**EXERCISE DETAILS**
Word for word, retype every record in the listing.

=====

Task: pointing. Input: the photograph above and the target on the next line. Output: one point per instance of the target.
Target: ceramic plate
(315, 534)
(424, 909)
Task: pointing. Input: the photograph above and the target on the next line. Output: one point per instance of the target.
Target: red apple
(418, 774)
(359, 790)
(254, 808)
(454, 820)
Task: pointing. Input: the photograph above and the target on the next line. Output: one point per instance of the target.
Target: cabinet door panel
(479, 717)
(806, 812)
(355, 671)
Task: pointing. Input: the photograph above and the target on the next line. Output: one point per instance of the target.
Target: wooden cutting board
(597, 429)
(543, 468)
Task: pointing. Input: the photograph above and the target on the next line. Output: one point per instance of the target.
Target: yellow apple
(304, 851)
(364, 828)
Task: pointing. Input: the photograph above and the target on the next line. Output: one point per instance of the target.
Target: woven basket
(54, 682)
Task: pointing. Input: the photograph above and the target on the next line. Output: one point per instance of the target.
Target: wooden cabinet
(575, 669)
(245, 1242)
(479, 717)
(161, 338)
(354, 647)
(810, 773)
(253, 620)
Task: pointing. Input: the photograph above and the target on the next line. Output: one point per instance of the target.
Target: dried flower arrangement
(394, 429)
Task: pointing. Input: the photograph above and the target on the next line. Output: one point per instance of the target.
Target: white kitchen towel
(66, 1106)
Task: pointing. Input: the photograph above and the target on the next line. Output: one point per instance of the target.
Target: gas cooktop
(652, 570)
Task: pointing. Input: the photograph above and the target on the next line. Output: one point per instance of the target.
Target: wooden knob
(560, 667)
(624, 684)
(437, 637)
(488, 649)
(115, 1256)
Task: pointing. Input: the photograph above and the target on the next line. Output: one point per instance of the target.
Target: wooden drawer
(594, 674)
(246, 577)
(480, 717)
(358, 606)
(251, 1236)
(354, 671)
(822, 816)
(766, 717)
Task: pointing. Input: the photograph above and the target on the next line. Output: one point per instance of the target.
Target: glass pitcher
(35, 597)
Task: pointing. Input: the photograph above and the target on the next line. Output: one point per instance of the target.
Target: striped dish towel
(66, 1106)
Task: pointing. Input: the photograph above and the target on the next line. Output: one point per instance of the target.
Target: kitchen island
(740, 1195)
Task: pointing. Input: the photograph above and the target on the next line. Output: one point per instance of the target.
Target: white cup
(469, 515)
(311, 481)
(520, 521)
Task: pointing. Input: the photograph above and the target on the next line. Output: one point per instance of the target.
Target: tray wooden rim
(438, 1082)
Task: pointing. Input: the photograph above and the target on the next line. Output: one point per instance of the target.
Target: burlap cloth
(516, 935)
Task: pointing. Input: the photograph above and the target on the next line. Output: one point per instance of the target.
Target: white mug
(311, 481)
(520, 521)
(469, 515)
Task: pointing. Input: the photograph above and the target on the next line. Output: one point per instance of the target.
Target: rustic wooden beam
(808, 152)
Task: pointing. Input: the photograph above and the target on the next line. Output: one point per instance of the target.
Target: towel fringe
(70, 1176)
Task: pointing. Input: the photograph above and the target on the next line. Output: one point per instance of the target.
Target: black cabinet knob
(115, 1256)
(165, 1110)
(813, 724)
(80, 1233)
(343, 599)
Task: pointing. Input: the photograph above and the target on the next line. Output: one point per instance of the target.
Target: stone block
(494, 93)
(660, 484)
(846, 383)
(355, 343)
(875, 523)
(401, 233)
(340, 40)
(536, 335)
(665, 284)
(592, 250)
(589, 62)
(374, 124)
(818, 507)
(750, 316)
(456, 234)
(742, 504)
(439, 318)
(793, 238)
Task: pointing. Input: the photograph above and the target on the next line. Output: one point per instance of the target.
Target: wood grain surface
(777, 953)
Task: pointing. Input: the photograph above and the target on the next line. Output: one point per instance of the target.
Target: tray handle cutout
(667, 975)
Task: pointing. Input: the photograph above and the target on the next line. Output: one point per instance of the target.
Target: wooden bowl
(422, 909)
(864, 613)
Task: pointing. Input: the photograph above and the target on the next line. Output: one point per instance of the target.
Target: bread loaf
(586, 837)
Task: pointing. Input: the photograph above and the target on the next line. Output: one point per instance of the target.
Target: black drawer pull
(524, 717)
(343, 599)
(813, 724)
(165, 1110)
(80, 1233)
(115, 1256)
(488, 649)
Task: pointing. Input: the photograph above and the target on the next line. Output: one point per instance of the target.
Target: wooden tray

=====

**YOUR RESPONSE**
Task: pointing. Input: the photograph above and the target on the next line. Output: one point per instance of the target.
Target: ceramic plate
(315, 534)
(424, 909)
Task: pointing. Input: the photograph above and the target on the next line. Output: one point per instance of the target.
Target: red apple
(418, 774)
(359, 790)
(254, 808)
(454, 820)
Task: pointing. Input: the photograph above and the target on the next line. Output: one point per instance of the target.
Target: cabinet door panel
(479, 717)
(806, 812)
(355, 671)
Task: pointing. Input: the photograph above and the target on the next line. Output: one point per instance of the target.
Target: wooden cutting board
(597, 429)
(543, 468)
Task: pointing. Input: the photograph above and the target on the next line. Output: one point per instance of the target.
Target: yellow apple
(304, 851)
(364, 828)
Task: pointing. Input: the photograph above and the target on the next line. Output: one point per instance of the target.
Target: woven basket
(54, 682)
Task: pointing. Input: the photograph above and the target on the next line. Output: one point per instance of the target.
Target: wooden cabinet
(575, 669)
(245, 1242)
(479, 717)
(161, 338)
(354, 647)
(810, 773)
(253, 620)
Task: pointing. Input: the photograph above and the target on the next line. Output: one point per instance of the target.
Target: dried flower arrangement
(394, 429)
Task: pointing. Input: the photograph above and the target on the next line. Output: one point per instance of the target.
Target: white kitchen towel
(66, 1106)
Task: pointing. Input: the photograph above and the target on the next line. Output: one point per instance of the target.
Target: gas cooktop
(652, 570)
Task: pointing. Input: the photograph above and the target on the next line. Output: one point per instance of the target.
Target: wooden knob
(560, 667)
(624, 684)
(437, 637)
(488, 649)
(115, 1256)
Task: pointing. Input: the photograph above and the target on the next line. Output: one point per instance of the target.
Target: wooden drawer
(594, 674)
(246, 577)
(480, 717)
(358, 606)
(251, 1236)
(354, 671)
(822, 816)
(766, 717)
Task: pointing. Input: the photograph above and the target on the next line. Output: one point per instance of the target.
Target: glass pitcher
(35, 597)
Task: pointing. Input: the photograph above and the target on the next line. Output: one point per instance of the target.
Target: striped dish towel
(66, 1106)
Task: pointing. Input: the photograph above and the target on the next line. Output: one point per instance of the target.
Target: kitchen island
(740, 1195)
Task: pointing. Input: the photograph above and the target on the next line. Output: one point per instance of the target.
Target: white cup
(469, 515)
(311, 481)
(520, 521)
Task: pointing. Input: the photograph above and the target on the next line. Output: one point per instance of the target.
Target: tray wooden rim
(438, 1082)
Task: pointing. Input: the photograph above and the target on the next line. Output: one point per instance of the target.
Target: burlap cloth
(516, 935)
Task: pointing. Input: the photograph above and the target on the next line. Output: one point per instance of the target.
Target: white mug
(311, 481)
(520, 521)
(469, 515)
Task: pointing. Input: the photograph above and the target on the next line. Output: one point per instance of the target.
Target: rustic wooden beam
(808, 152)
Task: pointing. Input: the photograph above and the target on the next line. Output: one point per instance of the target.
Target: towel fringe
(70, 1176)
Task: pointing. Input: the photograph above and the target on the next line. Output: one point per instance of the target.
Target: black cabinet knob
(115, 1256)
(165, 1110)
(813, 724)
(80, 1233)
(343, 599)
Task: pointing. Input: the photograph above and the target on the next line. Output: one point per instance of the target.
Target: stone block
(494, 93)
(660, 484)
(846, 383)
(355, 343)
(875, 523)
(401, 233)
(340, 40)
(536, 335)
(665, 284)
(592, 250)
(589, 62)
(374, 124)
(818, 507)
(750, 316)
(456, 234)
(742, 504)
(439, 318)
(793, 238)
Task: pointing. Input: the photograph above and the target on the next line. Output: one point per instance of the target.
Target: wood grain surface
(777, 953)
Task: pointing. Input: the photograph above and the target on the next line. Output: one point per instance of the target.
Target: tray handle cutout
(667, 975)
Task: pointing. Input: the photograph above and the target on the next line. Output: one point per instance of the target.
Target: wooden bowl
(422, 909)
(864, 613)
Task: pointing. Input: the photograph above and the target on the next line. Output: one point per instance of the target.
Target: bread loaf
(586, 837)
Task: pointing. Input: the photograph above and the target on the next line. Output: one point per instance of the target.
Target: black drawer pull
(524, 717)
(343, 599)
(813, 724)
(165, 1110)
(80, 1233)
(115, 1256)
(488, 649)
Task: pointing. Input: the photograph above and the target on the next line. Output: one point per instance of the target.
Target: wooden tray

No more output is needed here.